→ WORK TASK: Your answer should be a single number: how many lines of the material below contain "headdress".

→ AVAILABLE DATA:
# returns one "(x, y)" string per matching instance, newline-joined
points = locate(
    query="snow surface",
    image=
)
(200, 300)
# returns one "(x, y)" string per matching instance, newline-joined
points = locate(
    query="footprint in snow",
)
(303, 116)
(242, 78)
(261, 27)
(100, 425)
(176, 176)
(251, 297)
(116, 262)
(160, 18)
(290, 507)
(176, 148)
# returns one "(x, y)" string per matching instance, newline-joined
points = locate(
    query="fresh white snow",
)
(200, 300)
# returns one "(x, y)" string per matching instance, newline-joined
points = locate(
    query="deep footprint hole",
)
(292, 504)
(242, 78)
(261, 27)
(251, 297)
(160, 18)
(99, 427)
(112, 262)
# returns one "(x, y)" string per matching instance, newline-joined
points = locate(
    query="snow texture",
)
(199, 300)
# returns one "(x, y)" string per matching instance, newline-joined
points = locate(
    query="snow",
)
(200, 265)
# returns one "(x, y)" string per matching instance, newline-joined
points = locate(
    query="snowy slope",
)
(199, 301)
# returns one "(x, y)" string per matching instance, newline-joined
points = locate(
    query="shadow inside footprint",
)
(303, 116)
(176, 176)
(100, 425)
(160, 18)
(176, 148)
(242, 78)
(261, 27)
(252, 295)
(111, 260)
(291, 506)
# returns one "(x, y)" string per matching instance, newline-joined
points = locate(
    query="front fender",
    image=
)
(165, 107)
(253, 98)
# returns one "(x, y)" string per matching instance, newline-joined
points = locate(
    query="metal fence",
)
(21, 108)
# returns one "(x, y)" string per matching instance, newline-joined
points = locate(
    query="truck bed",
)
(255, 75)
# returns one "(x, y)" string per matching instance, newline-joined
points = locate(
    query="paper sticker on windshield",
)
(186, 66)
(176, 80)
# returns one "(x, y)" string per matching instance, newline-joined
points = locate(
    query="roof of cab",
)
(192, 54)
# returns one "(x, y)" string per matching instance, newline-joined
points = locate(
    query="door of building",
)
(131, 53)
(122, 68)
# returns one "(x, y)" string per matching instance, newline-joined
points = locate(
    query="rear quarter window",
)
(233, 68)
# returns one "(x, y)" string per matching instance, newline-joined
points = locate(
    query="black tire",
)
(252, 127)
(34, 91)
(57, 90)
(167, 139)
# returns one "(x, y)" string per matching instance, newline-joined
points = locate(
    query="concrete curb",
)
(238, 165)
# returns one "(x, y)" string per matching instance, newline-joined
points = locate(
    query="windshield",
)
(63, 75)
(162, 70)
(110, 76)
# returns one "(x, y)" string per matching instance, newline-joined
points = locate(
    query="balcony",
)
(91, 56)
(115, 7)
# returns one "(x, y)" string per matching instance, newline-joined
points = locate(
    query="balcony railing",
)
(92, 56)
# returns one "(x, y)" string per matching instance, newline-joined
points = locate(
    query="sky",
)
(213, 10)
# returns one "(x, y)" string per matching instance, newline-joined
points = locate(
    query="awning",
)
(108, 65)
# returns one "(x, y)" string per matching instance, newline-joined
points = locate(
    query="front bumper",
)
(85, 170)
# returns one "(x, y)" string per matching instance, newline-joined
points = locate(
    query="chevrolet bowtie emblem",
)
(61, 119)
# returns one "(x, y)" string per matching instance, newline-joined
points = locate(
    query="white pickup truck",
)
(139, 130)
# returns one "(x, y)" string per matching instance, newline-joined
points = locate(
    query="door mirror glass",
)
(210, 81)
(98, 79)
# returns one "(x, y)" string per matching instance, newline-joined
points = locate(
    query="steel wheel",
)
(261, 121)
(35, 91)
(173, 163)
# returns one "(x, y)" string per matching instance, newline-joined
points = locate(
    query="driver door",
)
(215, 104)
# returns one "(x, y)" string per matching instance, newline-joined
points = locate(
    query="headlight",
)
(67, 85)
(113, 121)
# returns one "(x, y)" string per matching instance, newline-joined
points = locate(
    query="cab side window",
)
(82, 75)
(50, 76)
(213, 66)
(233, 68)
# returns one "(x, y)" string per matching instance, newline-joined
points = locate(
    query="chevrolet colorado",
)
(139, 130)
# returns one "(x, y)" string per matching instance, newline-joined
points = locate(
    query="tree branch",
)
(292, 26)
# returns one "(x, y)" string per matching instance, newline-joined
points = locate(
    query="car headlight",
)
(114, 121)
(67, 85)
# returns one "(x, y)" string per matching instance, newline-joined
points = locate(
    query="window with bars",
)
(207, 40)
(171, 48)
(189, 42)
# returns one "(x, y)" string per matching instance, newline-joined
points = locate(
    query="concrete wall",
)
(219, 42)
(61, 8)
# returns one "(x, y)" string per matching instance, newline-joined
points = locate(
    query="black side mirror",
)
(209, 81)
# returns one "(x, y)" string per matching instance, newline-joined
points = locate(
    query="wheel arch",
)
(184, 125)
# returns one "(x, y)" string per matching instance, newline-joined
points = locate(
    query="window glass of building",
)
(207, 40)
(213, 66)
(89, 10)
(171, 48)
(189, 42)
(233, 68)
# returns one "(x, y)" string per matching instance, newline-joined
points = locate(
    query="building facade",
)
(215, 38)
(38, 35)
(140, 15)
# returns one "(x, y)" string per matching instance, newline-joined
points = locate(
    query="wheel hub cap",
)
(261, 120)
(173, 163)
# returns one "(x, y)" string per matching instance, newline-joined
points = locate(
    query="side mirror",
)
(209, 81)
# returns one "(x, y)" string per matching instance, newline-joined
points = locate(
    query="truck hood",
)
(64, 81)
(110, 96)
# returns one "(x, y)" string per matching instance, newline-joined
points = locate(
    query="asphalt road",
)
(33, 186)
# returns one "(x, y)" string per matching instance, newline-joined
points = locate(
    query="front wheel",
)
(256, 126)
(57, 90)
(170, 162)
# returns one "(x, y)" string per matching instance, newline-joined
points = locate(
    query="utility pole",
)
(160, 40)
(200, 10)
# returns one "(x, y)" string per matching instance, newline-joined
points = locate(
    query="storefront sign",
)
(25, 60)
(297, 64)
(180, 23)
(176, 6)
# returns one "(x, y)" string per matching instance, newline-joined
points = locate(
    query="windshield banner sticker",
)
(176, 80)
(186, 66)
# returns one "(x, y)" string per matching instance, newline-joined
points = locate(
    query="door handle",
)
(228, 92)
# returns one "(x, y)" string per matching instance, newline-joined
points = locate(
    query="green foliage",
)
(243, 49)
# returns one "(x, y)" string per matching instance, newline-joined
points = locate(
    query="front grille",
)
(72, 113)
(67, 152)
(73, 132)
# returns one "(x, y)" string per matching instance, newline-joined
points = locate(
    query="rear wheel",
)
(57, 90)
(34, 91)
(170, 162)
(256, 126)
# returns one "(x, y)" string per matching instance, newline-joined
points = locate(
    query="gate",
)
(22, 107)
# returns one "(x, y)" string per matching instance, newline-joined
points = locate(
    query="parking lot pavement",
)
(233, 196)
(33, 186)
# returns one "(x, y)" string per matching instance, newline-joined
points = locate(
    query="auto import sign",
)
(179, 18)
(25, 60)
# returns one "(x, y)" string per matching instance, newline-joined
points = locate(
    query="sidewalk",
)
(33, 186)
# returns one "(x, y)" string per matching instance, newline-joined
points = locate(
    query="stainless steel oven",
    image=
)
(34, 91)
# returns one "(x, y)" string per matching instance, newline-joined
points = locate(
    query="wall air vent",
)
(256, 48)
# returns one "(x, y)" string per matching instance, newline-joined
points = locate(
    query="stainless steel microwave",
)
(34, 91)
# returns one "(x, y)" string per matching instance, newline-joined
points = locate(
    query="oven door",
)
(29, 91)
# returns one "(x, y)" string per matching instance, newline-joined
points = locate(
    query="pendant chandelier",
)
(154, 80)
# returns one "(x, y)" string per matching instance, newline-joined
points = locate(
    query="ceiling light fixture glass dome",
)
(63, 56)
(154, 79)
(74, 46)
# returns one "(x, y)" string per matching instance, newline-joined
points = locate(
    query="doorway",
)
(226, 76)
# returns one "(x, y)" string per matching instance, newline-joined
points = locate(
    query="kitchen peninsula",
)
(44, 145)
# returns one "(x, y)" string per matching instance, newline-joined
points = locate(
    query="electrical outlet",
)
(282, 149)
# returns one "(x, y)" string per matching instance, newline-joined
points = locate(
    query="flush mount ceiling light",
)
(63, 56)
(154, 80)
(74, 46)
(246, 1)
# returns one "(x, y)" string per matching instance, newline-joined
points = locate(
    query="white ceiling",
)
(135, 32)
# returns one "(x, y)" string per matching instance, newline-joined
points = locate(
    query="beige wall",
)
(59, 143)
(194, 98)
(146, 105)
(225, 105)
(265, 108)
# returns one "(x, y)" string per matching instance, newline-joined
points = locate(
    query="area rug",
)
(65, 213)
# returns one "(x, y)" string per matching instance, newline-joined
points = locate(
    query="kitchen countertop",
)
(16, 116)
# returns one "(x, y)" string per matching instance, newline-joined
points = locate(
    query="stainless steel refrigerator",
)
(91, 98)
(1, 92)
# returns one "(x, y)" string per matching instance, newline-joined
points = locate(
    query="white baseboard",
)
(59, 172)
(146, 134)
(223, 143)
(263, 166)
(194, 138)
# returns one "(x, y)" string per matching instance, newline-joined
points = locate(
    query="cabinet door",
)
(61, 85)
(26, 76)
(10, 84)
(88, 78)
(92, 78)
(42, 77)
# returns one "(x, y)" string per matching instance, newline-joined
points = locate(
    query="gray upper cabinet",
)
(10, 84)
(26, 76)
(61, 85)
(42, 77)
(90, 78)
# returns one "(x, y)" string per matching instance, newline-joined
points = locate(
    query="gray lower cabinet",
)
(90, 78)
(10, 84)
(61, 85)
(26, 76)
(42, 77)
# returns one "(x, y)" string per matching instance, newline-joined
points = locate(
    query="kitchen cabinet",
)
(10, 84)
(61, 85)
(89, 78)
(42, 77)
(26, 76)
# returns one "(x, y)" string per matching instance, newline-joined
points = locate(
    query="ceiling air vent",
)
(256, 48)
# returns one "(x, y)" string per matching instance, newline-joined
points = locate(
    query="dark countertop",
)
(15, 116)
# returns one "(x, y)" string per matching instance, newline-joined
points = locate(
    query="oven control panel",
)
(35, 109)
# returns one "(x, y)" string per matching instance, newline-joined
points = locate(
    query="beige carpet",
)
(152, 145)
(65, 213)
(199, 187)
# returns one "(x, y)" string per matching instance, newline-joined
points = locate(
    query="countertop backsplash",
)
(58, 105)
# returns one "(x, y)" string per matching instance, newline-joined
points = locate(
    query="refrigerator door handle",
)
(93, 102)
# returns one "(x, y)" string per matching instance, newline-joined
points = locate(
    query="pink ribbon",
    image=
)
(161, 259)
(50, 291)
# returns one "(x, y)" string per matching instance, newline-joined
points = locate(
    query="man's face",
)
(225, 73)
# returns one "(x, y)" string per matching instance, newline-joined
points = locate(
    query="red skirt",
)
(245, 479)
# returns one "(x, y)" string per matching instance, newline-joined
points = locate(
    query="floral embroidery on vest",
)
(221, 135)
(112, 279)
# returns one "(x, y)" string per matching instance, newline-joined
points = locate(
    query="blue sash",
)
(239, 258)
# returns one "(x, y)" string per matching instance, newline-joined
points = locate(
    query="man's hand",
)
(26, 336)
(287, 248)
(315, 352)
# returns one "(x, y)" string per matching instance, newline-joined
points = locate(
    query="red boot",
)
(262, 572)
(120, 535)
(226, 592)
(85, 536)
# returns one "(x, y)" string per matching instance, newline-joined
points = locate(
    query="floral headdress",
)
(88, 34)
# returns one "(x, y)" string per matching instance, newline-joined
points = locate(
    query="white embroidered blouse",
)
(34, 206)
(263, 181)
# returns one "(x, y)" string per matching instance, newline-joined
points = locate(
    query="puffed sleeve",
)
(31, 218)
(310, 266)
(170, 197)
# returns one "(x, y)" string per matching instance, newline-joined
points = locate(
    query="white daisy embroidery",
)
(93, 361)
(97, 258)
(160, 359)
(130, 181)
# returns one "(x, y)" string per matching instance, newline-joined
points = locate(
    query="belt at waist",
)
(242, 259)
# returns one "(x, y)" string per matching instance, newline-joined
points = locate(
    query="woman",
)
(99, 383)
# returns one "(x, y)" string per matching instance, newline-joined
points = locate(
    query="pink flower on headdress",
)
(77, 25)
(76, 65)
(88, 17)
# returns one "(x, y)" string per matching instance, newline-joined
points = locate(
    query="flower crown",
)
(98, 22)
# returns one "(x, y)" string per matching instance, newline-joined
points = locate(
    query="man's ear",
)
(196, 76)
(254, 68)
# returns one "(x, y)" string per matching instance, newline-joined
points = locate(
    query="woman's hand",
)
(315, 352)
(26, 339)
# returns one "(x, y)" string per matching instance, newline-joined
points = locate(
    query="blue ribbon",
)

→ EXERCISE OUTPUT: 2